** START OF Text section **

The change of presidency in the US and the order to close Guantanamo by Barack Obama has provided an opportunity that many of those in the UK have sought for a long time – the opportunity to bring home the remaining British residents still detained at the camp. Shaker Aamer is one of three men who can be released to the UK and with a British wife and four British children, his case for repatriation is all the more important. His wife and children, living in the UK, have now been waiting seven years for him to be released or charged with a crime. No charges have been brought, he has been cleared for release and yet this father of four remains in the detention camps.
Former Guantanamo guard Terry C Holdbrooks commented on Shaker,
“He’s a wonderful character- unbelievably intelligent, very polite, very well-mannered, great etiquette… no matter whom the guard was he was working with- whether it was a very ignorant uncaring American with no recognition for his situation… He was a wonderful person- I absolutely enjoyed spending time with him.”
Cageprisoners appeals to the public to write letters to the British government encouraging them to call for the immediate repatriation of Shaker.

** END OF Text section **
** START OF Data entries **

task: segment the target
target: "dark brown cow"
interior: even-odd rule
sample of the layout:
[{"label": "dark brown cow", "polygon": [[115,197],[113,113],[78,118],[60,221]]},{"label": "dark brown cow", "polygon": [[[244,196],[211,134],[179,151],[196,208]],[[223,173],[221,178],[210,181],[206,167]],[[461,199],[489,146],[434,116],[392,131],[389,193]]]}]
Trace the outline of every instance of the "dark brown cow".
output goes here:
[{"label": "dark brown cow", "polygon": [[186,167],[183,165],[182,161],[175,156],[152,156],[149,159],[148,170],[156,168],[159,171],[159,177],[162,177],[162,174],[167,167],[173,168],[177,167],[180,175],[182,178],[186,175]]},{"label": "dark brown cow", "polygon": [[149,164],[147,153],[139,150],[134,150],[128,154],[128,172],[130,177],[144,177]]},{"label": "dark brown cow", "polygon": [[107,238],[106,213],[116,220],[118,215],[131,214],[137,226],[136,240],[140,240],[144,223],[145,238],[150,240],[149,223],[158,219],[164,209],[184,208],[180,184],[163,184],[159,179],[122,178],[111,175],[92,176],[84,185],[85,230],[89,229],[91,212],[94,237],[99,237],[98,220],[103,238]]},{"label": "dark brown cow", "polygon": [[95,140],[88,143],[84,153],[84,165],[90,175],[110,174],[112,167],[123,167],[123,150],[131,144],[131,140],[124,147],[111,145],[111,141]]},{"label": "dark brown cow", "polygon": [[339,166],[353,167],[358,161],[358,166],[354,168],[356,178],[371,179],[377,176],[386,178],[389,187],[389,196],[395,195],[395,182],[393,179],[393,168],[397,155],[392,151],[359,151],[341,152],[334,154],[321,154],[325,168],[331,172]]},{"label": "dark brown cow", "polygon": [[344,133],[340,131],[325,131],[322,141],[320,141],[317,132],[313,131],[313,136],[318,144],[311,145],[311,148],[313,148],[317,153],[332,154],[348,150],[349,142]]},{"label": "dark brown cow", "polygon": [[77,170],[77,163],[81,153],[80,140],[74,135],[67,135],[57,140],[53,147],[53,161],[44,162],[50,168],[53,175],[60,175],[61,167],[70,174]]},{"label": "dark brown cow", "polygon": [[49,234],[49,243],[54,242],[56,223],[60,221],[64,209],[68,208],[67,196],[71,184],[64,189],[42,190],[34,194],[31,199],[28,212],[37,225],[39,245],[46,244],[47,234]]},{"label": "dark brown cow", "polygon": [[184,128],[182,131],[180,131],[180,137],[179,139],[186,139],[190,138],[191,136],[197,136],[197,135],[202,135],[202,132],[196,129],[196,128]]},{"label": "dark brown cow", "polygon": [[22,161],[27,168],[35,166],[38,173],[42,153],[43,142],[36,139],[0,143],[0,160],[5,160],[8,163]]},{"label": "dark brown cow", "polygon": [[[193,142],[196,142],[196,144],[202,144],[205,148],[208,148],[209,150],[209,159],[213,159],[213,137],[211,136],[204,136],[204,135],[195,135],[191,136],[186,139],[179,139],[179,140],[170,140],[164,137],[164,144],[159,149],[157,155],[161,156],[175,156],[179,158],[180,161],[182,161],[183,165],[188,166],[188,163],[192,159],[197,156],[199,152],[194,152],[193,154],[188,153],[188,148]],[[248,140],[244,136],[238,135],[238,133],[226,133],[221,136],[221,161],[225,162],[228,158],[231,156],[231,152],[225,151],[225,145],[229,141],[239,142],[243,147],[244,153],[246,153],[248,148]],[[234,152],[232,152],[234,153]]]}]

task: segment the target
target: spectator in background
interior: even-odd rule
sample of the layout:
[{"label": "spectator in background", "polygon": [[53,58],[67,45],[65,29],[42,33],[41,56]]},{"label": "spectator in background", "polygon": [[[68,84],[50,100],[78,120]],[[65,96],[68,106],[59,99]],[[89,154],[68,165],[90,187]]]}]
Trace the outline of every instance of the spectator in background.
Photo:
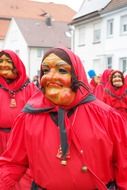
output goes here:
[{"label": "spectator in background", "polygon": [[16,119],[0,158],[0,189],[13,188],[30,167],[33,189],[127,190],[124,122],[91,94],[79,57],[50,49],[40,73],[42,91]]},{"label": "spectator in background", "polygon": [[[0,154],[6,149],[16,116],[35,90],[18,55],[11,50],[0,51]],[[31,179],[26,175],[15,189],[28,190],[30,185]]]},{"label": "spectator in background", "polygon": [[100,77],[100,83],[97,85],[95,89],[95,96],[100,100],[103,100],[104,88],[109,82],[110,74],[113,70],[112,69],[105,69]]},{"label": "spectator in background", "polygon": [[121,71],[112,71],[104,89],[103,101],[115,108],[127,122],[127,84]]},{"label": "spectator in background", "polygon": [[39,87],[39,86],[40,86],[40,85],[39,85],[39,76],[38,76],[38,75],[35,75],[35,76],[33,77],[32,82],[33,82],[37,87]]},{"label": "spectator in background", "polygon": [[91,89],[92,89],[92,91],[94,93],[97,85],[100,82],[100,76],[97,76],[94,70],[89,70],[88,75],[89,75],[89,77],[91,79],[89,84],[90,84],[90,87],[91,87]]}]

** END OF Data entries **

_Written problem 1_
Which individuals are named in the Shaker Aamer passage?
_Written problem 2_
Output the Shaker Aamer passage between "Former Guantanamo guard" and "repatriation of Shaker.", inclusive.
Work only from the Shaker Aamer passage, not the material.

_Correct result 1_
Barack Obama, Shaker Aamer, Terry C Holdbrooks

_Correct result 2_
Former Guantanamo guard Terry C Holdbrooks commented on Shaker,
“He’s a wonderful character- unbelievably intelligent, very polite, very well-mannered, great etiquette… no matter whom the guard was he was working with- whether it was a very ignorant uncaring American with no recognition for his situation… He was a wonderful person- I absolutely enjoyed spending time with him.”
Cageprisoners appeals to the public to write letters to the British government encouraging them to call for the immediate repatriation of Shaker.